— start Listing —

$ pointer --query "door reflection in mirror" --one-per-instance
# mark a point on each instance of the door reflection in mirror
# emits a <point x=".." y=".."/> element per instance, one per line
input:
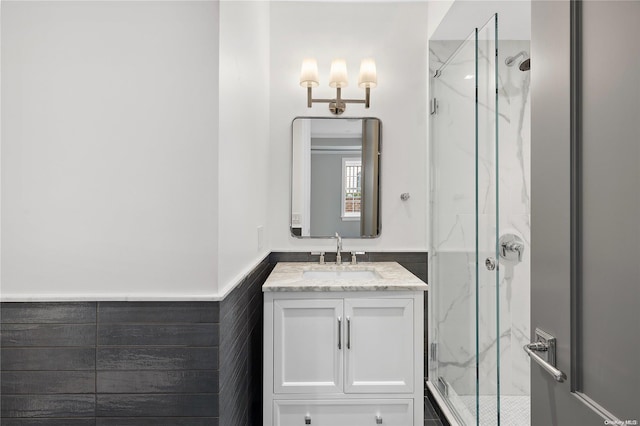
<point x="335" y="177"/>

— end Listing —

Reproduce every row above word for word, leaving the pictures out of your answer.

#### [Correct response]
$ pointer --query "door reflection in mirror" --one-per-instance
# mark a point on each instance of the door reflection in mirror
# emits a <point x=".." y=".."/> element per instance, one per line
input:
<point x="335" y="177"/>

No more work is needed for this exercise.